---- DATA RECORDS

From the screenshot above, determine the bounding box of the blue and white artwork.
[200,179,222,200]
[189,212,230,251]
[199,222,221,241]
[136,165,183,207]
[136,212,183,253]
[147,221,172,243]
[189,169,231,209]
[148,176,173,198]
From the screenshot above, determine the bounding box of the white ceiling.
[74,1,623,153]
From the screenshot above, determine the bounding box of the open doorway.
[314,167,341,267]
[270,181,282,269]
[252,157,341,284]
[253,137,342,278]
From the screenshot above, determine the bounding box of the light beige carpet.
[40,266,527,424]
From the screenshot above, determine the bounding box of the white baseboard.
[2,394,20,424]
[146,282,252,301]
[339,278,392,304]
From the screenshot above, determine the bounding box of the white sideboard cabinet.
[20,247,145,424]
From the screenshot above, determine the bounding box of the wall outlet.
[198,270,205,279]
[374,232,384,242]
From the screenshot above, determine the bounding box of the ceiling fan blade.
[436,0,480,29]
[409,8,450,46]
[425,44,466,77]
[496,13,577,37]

--------

Each line shown above needs to be transcribed exactly.

▸ **COMPLETED TASK**
From the screenshot above, determine the bounding box of the blue and white artwork.
[200,179,222,200]
[189,212,230,251]
[199,222,221,241]
[136,165,183,207]
[136,212,183,253]
[147,221,172,243]
[189,169,231,209]
[148,176,173,198]
From the screenshot above, determine the bounding box of the white ceiling.
[74,1,623,153]
From the screenshot above, determine the bounding box of the open doorway.
[314,167,341,267]
[270,181,282,269]
[252,157,341,284]
[253,137,342,278]
From the screenshot above, determine the bounding box of the light beige carpet.
[40,266,527,424]
From the screenshot above, determine the bounding box of the white baseboard.
[2,394,20,424]
[146,282,252,301]
[339,278,392,304]
From the screenshot above, determine the bounding box of the white sideboard cabinet.
[20,247,145,424]
From the screenshot above, determine the bounding box of the wall outlet.
[198,270,205,279]
[374,232,384,242]
From the screenshot above, determine the bounding box of the ceiling fan blade.
[436,0,480,29]
[409,8,450,46]
[425,44,466,77]
[496,13,577,37]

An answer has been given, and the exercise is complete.